Work required - Reproduce each of the following lines word for word, without alteration.

(Point labels for objects)
>> Begin
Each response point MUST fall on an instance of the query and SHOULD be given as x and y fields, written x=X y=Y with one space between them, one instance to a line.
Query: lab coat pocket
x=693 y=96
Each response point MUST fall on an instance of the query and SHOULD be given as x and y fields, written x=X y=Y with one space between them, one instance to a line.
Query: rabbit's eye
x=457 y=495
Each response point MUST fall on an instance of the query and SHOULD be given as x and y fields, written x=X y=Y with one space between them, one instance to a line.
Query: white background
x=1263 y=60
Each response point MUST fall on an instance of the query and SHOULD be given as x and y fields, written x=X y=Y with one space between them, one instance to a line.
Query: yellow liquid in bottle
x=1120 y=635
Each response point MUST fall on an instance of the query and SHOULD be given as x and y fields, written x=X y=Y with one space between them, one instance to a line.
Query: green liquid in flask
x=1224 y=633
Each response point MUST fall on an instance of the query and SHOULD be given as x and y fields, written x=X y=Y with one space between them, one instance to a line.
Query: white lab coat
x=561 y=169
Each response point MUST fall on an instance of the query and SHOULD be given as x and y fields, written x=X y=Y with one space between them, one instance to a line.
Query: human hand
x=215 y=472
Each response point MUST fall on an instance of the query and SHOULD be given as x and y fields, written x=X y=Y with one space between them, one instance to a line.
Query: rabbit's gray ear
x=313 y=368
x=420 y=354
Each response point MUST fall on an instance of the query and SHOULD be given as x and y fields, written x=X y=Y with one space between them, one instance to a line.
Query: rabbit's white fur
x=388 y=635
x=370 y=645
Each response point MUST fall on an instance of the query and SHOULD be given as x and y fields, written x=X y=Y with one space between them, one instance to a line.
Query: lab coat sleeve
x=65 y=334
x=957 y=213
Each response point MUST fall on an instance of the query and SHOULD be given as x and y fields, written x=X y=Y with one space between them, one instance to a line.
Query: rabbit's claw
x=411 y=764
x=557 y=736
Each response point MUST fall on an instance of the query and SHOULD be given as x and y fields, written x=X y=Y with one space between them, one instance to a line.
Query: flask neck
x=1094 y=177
>> End
Response to the task -
Each response point MUST fall on an instance of the query and SHOULD be given as x and y fields, written x=X y=Y with one space between them, one instance to a line.
Query: lab coat pocket
x=693 y=96
Each response point MUST fall on an instance of the query and SHOULD be given as x and y fields, written x=X y=Y with one space between them, one instance to a line.
Query: rabbit's eye
x=457 y=495
Each response point MUST fall on an instance of the query and SHOULD be given as x and y fields, written x=X y=Y with one space between them, one instance to a line.
Query: white background
x=1263 y=60
Each response point MUST fall on an instance of the query and SHOULD be given as x and y fields, written x=X y=Y with one space between them, one instance to a line.
Query: yellow liquid in bottle
x=1120 y=635
Each response point MUST fall on an instance of the query and SHOULD be given as x and y fields, written x=X y=Y with one space between them, one instance to a line.
Query: green liquid in flask
x=1224 y=633
Each response point MUST fall on an instance of the query and SHOULD be given as x and y fields, written x=X y=Y with one space between them, one instance to a line.
Query: white lab coat
x=561 y=169
Each response point MUST fall on an instance of the query and SHOULD be given as x and y fields, written x=X y=Y with one space between them, one instance to a line.
Query: human hand
x=215 y=472
Each response point MUST fall on an instance of the query and SHOULD be given as x and y fields, written x=X y=Y with one space between them, one instance to a line.
Query: rabbit's gray ear
x=313 y=368
x=420 y=354
Each response point MUST fall on an instance of the query and SHOULD be given as x and y fields, written x=X y=Y with one space between them, one instance to a line.
Query: rabbit's white fur
x=388 y=635
x=370 y=645
Each response point MUST fall on an instance of the query and SHOULD be given as x and y fields, written x=X y=Y with one space between them, one instance to a line.
Query: lab coat sleeve
x=65 y=334
x=957 y=213
Each response point MUST fall on an instance of the query and SHOULD be given as x and y fields, written x=X y=Y with one space between them, one instance to a line.
Query: rabbit's claw
x=411 y=764
x=557 y=736
Each response point MUST fall on an instance of the query and SHOULD be given as x and y fields, written x=X y=Y with one space between them, one instance to a line.
Query: flask neck
x=1094 y=177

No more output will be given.